Required task: Copy out every one of the following items word for word, with no changes.

Material for this task:
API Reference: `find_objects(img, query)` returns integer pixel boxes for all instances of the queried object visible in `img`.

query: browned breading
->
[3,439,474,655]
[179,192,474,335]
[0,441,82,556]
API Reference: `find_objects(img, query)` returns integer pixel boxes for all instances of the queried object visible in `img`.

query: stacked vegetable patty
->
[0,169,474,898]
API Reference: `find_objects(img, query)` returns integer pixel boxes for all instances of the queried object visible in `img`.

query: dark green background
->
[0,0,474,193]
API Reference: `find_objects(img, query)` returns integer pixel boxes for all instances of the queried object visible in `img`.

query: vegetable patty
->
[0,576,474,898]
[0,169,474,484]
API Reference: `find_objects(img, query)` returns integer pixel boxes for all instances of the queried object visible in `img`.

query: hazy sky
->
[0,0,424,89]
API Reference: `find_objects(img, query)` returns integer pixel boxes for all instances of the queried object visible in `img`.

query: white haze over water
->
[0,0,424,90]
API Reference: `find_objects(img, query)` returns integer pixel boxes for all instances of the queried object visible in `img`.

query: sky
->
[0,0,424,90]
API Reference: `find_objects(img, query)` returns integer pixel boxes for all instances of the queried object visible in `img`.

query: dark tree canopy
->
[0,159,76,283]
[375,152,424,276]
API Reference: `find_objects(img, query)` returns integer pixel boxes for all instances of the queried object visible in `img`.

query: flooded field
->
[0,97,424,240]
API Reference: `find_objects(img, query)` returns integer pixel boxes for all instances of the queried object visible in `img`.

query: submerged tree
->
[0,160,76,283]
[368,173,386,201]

Exercise result:
API Reference: `find_objects(img, query)` returns integer pixel boxes for all instances of the queried object visible in `img`.

query: browned breading
->
[3,439,474,655]
[179,192,474,335]
[0,441,82,556]
API Reference: `find_objects(img, query)` returns integer pixel boxes for all instances of the queried object visible in `img`.

query: stacked vegetable patty
->
[0,169,474,898]
API Reference: `find_objects(img, query)` returns integer pixel boxes for all instances of the queried object visible in `img`.

query: dark green background
->
[0,0,474,193]
API Reference: `find_objects(img, query)` returns integer pixel boxes for all instances of the queried object visible in `img`.

query: vegetable patty
->
[0,576,474,898]
[0,169,474,484]
API Reference: `find_objects(img, query)` returns integer pixel boxes for all instances of the queried object visible in `img`.

query: hazy sky
->
[0,0,424,89]
API Reference: `find_objects(img, query)` returns integer pixel boxes for all instances of the queried object visible in `img`.

query: white haze over water
->
[0,0,424,90]
API Reference: `find_objects(img, query)` returns integer pixel boxes for all instances of the queried object visible in `img`.

query: sky
->
[0,0,424,90]
API Reference: `find_objects(img, query)` returns integer pixel boxes for all instances of the queried object visible in `img`.

query: dark tree canopy
->
[0,159,76,283]
[375,152,424,276]
API Reference: `find_objects(img, query)` returns integer pixel boxes for all instances of the queried object visible in `img`.

query: flooded field
->
[0,97,424,240]
API Reference: `find_objects(img, query)` returns integer pixel boxes for all instances of the queried object visible in `img`.

query: submerged tree
->
[0,160,76,283]
[368,173,386,201]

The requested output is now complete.